# WHAT YOU HAVE TO DO
Write out, word for word, every line from the one containing "A point falls on each instance of the green plant" through the last line of the records below, both ends included.
◇ ◇ ◇ ◇ ◇
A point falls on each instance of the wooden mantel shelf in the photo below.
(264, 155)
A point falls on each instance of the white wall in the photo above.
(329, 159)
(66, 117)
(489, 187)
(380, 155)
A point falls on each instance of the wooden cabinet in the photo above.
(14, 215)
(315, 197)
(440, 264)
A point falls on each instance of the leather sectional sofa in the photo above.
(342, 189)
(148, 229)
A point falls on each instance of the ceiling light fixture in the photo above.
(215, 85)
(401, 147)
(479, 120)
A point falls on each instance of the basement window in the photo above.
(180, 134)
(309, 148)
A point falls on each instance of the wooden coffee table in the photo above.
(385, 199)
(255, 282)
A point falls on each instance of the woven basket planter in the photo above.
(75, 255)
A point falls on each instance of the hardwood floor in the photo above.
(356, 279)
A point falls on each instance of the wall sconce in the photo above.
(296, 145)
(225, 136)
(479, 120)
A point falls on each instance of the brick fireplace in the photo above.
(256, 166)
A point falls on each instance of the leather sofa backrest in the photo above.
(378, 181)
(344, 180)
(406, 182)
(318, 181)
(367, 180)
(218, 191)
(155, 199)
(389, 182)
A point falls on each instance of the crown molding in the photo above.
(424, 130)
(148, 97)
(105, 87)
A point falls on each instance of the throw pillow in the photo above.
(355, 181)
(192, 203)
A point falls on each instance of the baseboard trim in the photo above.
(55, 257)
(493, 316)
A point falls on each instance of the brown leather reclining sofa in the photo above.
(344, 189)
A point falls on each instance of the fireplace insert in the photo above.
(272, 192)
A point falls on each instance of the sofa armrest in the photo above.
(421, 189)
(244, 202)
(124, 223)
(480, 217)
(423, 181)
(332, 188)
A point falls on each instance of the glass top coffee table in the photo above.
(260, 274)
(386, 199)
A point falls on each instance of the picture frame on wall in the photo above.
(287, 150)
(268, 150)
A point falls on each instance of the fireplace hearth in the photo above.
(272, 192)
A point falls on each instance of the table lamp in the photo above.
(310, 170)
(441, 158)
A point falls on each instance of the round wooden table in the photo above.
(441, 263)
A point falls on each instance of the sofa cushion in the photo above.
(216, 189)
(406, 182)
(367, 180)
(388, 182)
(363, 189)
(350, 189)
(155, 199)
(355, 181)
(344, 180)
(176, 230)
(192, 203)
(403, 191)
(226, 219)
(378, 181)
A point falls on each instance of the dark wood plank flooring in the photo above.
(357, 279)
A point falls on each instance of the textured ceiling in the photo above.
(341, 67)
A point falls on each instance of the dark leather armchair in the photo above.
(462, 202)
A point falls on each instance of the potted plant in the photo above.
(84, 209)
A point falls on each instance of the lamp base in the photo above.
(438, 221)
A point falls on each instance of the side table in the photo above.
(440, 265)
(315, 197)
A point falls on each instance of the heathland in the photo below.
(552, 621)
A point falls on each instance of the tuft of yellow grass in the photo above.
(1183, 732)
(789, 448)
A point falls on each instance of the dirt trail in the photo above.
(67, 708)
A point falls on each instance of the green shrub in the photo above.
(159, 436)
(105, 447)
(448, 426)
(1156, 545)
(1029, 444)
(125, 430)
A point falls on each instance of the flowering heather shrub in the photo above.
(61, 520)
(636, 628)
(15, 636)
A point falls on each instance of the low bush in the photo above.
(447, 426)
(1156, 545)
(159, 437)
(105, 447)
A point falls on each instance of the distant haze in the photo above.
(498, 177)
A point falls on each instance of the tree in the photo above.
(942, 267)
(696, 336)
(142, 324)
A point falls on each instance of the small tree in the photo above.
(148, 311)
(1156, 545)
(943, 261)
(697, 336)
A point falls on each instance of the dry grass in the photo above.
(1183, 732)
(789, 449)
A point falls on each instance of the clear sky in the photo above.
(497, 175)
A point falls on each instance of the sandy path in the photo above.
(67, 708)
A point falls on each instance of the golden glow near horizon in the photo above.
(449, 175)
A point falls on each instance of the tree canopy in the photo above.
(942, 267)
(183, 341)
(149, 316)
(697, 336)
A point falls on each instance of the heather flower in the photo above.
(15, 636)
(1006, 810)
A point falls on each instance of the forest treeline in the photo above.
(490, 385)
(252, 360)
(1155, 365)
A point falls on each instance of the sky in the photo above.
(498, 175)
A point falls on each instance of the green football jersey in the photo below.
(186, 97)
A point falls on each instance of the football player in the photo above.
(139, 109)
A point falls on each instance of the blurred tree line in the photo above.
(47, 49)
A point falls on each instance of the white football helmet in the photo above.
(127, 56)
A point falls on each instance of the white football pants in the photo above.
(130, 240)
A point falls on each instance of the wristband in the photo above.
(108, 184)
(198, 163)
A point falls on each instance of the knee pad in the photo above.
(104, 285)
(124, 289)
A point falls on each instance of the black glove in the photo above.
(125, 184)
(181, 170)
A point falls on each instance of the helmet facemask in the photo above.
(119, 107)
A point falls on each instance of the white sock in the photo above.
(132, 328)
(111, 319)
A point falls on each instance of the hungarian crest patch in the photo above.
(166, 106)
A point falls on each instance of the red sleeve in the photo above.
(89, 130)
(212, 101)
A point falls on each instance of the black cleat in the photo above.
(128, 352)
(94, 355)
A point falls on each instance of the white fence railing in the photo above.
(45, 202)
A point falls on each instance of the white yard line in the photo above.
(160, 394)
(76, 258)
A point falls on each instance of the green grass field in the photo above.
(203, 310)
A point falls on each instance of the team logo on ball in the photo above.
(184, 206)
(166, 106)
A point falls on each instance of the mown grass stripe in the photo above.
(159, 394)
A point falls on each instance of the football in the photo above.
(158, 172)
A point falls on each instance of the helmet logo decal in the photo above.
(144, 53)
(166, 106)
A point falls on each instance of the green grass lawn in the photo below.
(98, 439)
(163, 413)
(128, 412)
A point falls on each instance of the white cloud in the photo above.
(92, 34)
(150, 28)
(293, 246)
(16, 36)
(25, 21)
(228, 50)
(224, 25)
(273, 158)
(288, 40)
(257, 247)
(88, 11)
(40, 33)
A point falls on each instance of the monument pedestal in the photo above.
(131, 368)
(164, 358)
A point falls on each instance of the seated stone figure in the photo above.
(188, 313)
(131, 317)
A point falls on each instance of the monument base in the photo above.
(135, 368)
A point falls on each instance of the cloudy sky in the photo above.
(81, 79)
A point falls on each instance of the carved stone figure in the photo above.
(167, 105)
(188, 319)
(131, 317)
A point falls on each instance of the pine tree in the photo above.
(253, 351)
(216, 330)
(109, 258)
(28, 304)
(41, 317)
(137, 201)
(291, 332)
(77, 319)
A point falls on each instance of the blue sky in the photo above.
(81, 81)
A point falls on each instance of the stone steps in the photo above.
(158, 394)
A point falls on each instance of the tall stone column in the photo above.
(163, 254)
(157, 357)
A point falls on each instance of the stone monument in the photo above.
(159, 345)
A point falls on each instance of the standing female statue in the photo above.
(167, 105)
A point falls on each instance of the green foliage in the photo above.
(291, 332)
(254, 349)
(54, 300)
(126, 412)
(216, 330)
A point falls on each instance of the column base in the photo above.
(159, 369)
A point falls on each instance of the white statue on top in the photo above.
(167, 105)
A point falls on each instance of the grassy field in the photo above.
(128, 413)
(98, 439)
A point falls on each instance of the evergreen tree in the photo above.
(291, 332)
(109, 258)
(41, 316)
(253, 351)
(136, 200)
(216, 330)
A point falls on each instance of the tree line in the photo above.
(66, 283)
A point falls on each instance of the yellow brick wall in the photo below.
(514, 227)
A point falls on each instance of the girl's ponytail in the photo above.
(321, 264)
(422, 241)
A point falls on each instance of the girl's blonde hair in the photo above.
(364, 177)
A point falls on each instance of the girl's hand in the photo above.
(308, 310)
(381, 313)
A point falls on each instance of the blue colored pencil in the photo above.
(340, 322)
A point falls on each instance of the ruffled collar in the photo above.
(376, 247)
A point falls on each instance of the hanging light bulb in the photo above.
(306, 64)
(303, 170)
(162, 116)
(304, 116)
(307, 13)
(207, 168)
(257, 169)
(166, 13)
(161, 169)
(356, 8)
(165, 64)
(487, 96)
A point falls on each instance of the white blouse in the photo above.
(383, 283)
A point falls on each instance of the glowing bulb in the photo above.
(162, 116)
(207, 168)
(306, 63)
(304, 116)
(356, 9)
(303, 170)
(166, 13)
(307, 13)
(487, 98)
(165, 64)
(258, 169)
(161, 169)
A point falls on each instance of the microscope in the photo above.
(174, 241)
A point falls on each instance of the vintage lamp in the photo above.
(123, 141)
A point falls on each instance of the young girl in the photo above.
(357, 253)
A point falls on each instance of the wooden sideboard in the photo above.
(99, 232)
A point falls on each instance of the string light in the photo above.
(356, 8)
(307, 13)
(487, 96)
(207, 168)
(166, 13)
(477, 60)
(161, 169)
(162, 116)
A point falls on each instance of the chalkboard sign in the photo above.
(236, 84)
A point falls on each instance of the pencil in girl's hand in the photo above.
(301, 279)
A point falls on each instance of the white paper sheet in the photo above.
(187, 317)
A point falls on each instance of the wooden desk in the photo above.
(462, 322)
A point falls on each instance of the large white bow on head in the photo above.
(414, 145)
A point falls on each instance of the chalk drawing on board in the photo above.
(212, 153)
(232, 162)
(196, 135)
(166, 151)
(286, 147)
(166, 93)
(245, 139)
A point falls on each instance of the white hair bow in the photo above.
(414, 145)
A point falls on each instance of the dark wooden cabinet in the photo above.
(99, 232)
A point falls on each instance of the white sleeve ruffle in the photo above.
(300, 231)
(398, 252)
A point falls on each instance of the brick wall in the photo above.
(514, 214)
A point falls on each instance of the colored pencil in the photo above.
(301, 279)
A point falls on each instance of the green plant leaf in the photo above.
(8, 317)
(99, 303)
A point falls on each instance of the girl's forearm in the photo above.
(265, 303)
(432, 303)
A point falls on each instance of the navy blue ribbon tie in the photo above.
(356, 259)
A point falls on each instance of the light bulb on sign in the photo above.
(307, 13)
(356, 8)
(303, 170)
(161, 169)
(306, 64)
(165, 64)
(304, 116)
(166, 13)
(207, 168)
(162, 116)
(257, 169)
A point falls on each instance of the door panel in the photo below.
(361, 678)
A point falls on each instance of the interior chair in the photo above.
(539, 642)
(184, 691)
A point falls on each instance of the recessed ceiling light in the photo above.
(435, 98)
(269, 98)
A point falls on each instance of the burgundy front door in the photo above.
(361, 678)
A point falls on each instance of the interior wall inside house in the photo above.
◇ ◇ ◇ ◇ ◇
# REPLY TO THE EXERCISE
A point falls on each instance of the green plant leaf in the photo above.
(8, 317)
(99, 303)
A point falls on each instance of the girl's forearm in the photo above.
(265, 303)
(432, 303)
A point falls on each instance of the navy blue ribbon tie in the photo above.
(356, 259)
A point falls on each instance of the light bulb on sign in the photo above.
(307, 13)
(356, 8)
(303, 170)
(161, 169)
(306, 64)
(165, 64)
(304, 116)
(166, 13)
(207, 168)
(162, 116)
(257, 169)
A point falls on each instance of the door panel in the photo below.
(361, 678)
A point falls on each instance of the interior chair in the photo above.
(539, 642)
(184, 691)
A point falls on each instance of the recessed ceiling light in the photo above.
(435, 98)
(269, 98)
A point falls on each instance of the burgundy front door in the photo above.
(361, 678)
A point falls on each instance of the interior wall inside house in the photo above.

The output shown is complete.